■ Your instructions
Report every line of the material below that contains the word "region", copying each such line in full.

■ Available records
◆ ◆ ◆
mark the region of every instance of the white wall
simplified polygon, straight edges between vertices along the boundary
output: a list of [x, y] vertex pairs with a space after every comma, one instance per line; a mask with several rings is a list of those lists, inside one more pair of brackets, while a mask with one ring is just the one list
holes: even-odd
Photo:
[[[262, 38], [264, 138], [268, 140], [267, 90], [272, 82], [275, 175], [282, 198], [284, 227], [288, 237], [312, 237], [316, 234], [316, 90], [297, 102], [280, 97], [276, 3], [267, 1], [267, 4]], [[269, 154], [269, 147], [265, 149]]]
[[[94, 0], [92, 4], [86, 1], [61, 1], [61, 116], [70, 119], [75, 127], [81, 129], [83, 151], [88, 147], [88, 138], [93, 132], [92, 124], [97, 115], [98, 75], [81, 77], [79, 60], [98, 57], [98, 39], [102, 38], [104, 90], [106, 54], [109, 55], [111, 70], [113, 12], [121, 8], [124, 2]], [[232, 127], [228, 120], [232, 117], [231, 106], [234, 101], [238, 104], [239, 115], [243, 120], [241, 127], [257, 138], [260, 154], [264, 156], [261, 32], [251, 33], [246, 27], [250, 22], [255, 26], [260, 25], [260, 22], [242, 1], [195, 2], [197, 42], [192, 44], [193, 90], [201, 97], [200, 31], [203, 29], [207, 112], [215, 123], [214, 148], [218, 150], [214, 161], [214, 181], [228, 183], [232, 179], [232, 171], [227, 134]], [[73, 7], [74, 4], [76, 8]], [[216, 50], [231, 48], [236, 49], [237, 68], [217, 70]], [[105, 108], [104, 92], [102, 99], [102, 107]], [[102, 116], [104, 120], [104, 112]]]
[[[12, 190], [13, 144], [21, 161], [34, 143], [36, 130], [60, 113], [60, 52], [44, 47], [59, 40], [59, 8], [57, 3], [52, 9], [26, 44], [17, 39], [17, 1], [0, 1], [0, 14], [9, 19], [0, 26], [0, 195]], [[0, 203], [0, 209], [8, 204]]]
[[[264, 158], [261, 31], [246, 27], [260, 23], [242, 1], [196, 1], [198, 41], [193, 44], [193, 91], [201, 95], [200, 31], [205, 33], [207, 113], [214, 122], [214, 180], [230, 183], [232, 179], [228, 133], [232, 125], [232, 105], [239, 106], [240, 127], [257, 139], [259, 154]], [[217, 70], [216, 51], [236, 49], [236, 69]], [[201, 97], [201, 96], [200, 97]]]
◆ ◆ ◆
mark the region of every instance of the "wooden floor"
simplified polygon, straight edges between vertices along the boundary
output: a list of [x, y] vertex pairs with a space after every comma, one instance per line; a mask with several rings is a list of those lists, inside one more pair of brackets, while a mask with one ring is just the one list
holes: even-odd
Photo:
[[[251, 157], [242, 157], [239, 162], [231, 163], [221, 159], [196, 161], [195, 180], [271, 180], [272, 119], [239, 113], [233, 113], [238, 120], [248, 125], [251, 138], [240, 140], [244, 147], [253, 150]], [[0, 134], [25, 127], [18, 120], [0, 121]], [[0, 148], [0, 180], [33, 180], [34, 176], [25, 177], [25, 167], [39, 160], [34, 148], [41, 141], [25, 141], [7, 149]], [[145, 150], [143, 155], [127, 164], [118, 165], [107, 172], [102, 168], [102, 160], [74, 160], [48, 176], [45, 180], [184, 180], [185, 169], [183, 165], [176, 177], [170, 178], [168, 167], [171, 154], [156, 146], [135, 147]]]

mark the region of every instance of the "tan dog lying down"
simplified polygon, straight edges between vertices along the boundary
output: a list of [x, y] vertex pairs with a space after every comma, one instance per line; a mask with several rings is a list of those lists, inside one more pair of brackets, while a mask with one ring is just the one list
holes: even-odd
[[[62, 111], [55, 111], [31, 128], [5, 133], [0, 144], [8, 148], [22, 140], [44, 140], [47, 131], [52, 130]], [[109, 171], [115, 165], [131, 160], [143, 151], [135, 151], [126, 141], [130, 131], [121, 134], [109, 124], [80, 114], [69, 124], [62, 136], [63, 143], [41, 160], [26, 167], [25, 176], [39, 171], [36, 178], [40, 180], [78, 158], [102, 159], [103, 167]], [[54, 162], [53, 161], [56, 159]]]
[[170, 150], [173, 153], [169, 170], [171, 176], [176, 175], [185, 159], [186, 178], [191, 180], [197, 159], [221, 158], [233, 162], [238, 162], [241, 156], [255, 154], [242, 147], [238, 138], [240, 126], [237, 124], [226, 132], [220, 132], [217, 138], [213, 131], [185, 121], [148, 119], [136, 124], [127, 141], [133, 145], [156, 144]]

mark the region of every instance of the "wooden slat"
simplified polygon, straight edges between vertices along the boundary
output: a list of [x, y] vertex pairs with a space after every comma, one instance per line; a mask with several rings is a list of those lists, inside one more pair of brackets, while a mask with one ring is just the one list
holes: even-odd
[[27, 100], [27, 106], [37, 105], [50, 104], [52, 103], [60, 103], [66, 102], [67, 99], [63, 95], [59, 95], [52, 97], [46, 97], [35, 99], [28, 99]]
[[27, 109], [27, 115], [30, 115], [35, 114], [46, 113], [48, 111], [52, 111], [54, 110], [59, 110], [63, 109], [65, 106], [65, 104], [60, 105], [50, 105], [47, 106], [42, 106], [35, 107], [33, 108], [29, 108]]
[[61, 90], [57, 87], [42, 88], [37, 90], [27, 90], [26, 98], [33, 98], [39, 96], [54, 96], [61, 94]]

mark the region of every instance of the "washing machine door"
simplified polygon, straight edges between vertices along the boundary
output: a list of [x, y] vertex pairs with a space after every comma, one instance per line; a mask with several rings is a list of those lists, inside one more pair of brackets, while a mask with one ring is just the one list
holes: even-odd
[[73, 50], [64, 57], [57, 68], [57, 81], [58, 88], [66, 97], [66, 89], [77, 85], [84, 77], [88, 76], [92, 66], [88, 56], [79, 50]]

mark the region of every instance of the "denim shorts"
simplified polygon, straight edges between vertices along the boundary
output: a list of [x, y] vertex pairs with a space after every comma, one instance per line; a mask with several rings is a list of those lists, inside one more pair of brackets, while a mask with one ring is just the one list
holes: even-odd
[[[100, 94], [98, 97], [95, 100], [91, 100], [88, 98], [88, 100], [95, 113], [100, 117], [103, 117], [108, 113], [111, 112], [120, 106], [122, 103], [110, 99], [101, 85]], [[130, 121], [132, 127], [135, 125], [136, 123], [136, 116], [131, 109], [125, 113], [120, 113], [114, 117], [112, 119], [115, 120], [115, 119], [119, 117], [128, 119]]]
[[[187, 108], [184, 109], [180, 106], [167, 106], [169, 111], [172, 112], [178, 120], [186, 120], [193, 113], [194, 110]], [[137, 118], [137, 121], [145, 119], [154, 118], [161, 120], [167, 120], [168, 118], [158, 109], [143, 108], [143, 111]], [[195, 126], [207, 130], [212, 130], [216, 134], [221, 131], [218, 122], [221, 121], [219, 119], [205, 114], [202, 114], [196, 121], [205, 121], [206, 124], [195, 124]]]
◆ ◆ ◆
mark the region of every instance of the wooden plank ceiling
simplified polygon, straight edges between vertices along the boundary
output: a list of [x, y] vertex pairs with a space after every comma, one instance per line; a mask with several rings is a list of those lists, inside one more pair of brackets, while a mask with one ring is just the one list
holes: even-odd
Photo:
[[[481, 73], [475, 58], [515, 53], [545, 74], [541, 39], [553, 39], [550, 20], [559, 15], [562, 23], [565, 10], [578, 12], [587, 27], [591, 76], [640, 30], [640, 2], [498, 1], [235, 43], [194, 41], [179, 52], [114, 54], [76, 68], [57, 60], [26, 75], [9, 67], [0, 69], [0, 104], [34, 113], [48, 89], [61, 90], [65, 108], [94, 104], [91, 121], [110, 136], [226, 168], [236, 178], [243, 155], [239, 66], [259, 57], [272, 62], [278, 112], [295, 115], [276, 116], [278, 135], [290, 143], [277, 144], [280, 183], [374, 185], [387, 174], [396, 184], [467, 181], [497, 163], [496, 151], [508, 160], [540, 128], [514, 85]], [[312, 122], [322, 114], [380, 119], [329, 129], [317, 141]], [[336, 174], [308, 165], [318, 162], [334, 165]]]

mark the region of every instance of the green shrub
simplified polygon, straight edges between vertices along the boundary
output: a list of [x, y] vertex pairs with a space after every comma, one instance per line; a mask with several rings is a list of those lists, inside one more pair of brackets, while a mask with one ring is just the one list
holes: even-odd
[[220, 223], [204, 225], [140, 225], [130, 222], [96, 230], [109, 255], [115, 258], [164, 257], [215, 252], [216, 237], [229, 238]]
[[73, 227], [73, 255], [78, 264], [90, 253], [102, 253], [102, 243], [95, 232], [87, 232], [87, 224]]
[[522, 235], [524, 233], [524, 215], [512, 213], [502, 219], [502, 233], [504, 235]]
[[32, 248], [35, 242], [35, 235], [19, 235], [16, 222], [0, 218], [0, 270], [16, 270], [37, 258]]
◆ ◆ ◆
■ Complete output
mark the region of every instance of the white wall
mark the region of every instance of the "wooden floor"
mark the region of every instance of the "tan dog lying down"
mark the region of every instance of the "wooden slat"
mark the region of every instance of the "washing machine door"
mark the region of every instance of the "denim shorts"
mark the region of every instance of the wooden plank ceiling
mark the region of every instance of the green shrub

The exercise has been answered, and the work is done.